**Short problem A**
In the passage on the Manila Agreement, why did Stephen Kalong Ningkan tell U Thant that a referendum or plebiscite was not needed?
**Short problem B**
Please print everything in the passage on the Manila Agreement from "The reaction to" down to "end of August.".

---------- Selection

The reaction to this ‘Manila Agreement’ from Sarawak and Sabah was quite strong. Chief Minister Stephen Kalong Ningkan sent a telegram to U Thant in which he stated it was not necessary to hold a referendum or plebiscite as the people of Sarawak had agreed on the formation of Malaysia.
When he received news that an assessment would be carried out instead, Ningkan replied: “We welcome the Manila Agreement on the assessment of the wishes of the people by a UN team. We will assist the UN team in its work; we are confident Malaysia will be established as declared already … on 31st of this month.”
Ningkan’s confidence was misplaced and in the end, it was agreed that the UN assessment team would start work towards the end of August.
In the meantime, the Sarawak State government was inaugurated on August 31 following a statement from the Chief Minister’s office which said: “It has been decided that August 31 shall be held as a holiday to mark the inauguration of the State government. The celebrations for Malaysia will take place when our partners in independence can participate.”

--------------------
---------- Supplied material

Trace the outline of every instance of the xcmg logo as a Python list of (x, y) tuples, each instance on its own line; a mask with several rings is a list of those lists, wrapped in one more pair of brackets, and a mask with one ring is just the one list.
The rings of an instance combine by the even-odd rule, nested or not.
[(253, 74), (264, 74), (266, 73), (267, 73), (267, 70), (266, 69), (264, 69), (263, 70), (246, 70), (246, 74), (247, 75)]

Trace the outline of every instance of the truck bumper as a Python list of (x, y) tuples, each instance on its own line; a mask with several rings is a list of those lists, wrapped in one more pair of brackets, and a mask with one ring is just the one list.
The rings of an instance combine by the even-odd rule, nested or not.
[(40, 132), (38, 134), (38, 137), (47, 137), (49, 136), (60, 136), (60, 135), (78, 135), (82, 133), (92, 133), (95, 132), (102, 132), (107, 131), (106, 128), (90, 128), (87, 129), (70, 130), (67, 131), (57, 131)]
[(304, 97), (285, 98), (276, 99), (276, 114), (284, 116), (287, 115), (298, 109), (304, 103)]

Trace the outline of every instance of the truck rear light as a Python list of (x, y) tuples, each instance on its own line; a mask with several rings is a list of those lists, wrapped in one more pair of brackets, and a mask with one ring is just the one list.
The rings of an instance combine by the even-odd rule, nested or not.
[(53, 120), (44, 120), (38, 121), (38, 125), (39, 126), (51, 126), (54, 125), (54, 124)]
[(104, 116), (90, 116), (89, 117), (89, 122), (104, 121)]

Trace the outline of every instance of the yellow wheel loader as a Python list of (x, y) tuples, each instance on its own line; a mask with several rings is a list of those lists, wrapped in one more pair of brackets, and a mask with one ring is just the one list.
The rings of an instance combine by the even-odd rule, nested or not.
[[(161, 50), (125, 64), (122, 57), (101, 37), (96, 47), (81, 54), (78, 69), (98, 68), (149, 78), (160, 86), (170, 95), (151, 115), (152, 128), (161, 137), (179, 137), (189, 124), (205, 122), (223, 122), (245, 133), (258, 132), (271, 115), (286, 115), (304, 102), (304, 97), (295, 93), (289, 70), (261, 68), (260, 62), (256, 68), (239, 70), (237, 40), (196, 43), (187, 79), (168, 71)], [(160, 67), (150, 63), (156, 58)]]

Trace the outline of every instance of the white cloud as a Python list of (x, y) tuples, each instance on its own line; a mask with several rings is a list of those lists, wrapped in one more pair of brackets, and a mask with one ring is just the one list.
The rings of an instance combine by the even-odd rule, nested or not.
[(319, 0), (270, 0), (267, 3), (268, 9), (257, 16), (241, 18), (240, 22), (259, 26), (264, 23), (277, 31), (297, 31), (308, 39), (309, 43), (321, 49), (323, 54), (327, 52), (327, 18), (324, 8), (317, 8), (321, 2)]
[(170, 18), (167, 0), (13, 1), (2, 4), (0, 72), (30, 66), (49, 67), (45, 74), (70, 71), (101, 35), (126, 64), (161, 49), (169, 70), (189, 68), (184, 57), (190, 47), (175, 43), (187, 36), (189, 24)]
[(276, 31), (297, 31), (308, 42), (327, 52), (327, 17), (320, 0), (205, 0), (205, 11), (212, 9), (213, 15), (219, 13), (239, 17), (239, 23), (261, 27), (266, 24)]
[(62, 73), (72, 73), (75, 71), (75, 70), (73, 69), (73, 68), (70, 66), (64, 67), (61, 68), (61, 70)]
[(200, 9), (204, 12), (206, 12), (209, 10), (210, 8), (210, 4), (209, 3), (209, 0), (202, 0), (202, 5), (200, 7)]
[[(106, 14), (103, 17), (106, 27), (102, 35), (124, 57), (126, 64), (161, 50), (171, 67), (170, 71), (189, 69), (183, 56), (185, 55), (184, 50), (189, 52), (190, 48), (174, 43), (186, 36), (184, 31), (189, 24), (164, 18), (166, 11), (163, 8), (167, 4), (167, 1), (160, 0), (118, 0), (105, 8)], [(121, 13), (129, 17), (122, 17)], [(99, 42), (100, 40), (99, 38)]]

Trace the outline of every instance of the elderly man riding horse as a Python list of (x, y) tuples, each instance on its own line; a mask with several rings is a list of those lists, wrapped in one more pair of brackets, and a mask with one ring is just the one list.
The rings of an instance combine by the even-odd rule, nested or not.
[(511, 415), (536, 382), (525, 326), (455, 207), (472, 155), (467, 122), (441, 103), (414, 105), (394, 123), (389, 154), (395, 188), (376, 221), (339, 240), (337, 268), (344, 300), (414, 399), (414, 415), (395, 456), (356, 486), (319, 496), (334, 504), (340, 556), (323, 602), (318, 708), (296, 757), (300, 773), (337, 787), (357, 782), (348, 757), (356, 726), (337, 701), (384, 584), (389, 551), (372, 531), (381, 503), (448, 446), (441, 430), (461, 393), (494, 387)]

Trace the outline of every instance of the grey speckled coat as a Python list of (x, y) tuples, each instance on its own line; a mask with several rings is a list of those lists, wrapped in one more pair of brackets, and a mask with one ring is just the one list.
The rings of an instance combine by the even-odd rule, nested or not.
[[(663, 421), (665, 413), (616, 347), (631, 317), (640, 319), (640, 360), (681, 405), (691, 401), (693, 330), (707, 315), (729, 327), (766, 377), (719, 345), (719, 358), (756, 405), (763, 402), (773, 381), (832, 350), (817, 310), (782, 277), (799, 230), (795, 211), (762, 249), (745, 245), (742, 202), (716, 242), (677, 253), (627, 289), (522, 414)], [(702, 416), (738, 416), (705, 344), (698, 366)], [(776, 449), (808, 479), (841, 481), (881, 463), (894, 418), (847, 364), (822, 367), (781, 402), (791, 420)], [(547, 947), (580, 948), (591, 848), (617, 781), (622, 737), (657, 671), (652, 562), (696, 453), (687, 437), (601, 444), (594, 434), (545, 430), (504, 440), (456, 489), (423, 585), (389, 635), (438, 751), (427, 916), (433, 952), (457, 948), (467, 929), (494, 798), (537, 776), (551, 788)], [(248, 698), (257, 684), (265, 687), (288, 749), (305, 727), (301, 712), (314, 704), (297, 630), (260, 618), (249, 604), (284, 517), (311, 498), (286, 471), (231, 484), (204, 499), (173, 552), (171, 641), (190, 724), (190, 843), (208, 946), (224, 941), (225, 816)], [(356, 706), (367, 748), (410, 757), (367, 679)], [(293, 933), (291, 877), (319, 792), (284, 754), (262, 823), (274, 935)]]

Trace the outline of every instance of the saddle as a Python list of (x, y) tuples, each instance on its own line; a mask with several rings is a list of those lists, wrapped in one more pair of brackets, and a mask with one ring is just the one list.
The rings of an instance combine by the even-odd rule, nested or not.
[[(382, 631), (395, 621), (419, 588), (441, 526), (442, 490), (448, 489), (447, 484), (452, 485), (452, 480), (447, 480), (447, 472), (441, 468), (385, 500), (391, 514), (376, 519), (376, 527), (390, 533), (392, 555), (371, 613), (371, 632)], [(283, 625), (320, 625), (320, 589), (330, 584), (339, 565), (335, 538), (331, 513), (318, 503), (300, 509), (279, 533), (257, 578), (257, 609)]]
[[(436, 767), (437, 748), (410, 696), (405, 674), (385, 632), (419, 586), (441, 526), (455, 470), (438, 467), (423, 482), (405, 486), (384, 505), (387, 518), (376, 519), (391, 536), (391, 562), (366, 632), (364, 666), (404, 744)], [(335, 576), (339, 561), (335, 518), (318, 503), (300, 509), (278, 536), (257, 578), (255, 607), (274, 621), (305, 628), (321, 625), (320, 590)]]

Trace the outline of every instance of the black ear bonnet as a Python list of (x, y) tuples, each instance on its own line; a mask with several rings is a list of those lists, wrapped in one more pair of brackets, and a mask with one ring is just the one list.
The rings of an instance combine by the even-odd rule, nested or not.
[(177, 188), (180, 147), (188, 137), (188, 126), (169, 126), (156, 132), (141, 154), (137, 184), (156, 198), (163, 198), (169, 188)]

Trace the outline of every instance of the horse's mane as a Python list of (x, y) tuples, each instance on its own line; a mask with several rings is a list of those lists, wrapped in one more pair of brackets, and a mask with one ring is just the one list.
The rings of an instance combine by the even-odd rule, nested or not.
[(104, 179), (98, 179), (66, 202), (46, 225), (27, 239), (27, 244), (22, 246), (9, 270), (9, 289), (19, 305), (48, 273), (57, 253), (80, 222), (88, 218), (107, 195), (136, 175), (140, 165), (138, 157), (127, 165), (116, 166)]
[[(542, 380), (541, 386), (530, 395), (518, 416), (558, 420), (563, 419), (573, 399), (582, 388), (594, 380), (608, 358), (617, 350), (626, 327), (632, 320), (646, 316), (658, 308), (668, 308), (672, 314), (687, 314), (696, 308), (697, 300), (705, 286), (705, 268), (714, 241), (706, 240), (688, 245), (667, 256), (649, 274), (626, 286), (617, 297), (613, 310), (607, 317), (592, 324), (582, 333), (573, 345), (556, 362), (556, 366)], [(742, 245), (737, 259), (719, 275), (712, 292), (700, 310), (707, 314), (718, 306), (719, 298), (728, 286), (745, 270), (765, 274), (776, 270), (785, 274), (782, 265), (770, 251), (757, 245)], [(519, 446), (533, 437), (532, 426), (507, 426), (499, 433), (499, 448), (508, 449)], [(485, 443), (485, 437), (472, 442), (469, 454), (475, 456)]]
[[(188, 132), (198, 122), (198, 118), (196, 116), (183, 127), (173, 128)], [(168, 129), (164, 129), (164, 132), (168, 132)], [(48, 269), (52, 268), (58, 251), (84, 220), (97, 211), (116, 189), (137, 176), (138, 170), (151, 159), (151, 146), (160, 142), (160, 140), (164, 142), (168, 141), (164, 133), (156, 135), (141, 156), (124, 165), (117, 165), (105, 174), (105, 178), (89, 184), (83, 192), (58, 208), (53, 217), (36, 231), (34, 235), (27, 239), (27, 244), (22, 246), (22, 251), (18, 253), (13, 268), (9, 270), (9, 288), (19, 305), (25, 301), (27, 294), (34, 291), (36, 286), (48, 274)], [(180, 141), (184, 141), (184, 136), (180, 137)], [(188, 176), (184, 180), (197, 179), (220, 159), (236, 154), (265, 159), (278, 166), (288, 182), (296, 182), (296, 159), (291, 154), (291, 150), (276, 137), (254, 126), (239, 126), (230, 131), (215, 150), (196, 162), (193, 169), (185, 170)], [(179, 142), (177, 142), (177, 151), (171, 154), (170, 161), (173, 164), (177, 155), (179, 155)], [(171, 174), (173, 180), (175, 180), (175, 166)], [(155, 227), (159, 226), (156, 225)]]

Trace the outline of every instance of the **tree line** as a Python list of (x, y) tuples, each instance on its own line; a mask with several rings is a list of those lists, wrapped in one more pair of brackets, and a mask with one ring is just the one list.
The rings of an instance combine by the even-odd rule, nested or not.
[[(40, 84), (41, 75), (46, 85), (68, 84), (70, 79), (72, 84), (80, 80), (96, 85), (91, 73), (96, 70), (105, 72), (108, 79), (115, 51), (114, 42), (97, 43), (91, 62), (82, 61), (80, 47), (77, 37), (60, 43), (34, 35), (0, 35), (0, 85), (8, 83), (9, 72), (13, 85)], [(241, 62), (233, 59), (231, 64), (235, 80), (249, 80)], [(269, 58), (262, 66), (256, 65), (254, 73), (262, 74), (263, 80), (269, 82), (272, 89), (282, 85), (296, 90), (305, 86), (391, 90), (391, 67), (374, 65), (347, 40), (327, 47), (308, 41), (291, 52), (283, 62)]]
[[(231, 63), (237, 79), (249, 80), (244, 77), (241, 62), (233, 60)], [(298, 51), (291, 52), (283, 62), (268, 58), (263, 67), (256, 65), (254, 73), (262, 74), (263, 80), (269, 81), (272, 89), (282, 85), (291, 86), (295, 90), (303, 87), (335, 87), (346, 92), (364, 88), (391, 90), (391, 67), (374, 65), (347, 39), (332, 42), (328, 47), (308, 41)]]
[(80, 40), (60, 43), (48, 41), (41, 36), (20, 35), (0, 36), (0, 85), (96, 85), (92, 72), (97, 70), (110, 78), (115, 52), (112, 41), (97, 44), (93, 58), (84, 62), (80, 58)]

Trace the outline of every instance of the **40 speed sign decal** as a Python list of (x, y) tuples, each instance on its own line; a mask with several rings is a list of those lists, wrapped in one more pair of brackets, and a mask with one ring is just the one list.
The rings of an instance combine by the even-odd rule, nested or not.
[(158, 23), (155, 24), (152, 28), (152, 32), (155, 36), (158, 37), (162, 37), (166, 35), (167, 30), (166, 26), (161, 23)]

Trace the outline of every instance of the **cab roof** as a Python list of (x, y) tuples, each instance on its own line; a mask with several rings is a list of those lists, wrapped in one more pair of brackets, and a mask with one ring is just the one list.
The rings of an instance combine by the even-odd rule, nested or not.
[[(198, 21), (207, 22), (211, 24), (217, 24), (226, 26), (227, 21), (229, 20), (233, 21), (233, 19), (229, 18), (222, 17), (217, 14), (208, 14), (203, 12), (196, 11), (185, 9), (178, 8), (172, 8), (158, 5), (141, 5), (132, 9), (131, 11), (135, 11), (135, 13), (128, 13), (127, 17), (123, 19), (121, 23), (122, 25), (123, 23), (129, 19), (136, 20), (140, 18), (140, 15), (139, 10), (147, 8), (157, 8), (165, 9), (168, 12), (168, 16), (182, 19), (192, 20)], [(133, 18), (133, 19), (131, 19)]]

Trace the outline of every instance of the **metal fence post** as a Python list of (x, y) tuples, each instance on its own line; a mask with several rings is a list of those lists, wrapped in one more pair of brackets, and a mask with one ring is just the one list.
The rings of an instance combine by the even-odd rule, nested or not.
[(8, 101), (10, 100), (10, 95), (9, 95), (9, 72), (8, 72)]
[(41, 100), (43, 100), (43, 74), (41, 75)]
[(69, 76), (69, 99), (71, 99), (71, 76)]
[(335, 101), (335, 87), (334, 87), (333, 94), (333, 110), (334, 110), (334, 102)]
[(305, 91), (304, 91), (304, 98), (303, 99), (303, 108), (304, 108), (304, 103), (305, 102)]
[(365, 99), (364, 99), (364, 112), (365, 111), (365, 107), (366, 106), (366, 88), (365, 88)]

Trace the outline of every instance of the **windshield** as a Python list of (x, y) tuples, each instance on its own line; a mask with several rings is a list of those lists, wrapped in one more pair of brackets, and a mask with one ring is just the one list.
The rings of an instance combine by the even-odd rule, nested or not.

--------------------

**Final answer A**
Ningkan said a referendum or plebiscite was not necessary because the people of Sarawak had already agreed on the formation of Malaysia.

**Final answer B**
The reaction to this ‘Manila Agreement’ from Sarawak and Sabah was quite strong. Chief Minister Stephen Kalong Ningkan sent a telegram to U Thant in which he stated it was not necessary to hold a referendum or plebiscite as the people of Sarawak had agreed on the formation of Malaysia.
When he received news that an assessment would be carried out instead, Ningkan replied: “We welcome the Manila Agreement on the assessment of the wishes of the people by a UN team. We will assist the UN team in its work; we are confident Malaysia will be established as declared already … on 31st of this month.”
Ningkan’s confidence was misplaced and in the end, it was agreed that the UN assessment team would start work towards the end of August.